* Material for this task:
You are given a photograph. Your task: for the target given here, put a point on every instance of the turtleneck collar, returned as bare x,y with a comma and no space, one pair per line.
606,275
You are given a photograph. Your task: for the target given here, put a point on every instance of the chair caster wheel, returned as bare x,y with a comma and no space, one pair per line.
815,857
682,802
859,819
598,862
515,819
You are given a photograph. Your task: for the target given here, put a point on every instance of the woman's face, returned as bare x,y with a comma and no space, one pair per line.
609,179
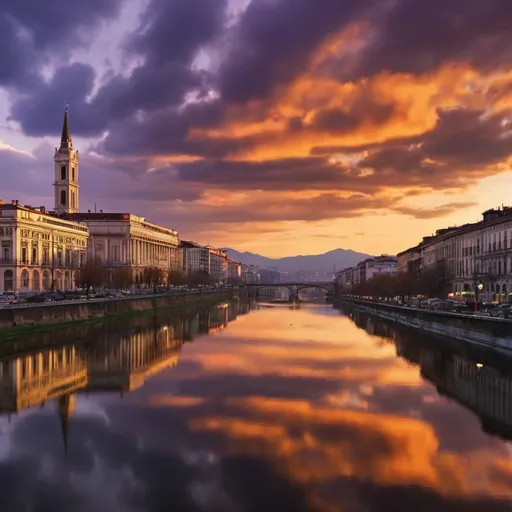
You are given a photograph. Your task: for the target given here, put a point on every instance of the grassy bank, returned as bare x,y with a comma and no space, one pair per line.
9,333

* What is being asked:
Print all of the entries above again word for word, including every line with coordinates, and leave the picture out.

* Answer to this problem:
You are given a photograph. Your task: for the target given here, put a point on every instance of the turtleneck collar, returned as bare x,y with a comma and no space, one pair per line.
606,275
You are given a photograph. Your task: for the target given here, put a point on every instance of the chair caster wheel, returned as bare x,y with a comma and no space, one pair per line.
815,857
682,802
859,819
598,862
515,819
You are given a photograph. Your task: for the target given here, put a point on every instance of the woman's face, returned as bare x,y with a comma and no space, one pair per line.
609,179
You are given a photograph. Your task: for the target given here, put a point on every instance of the grassy bank, returned as bare x,y with a comma and no space, one pair per line.
9,333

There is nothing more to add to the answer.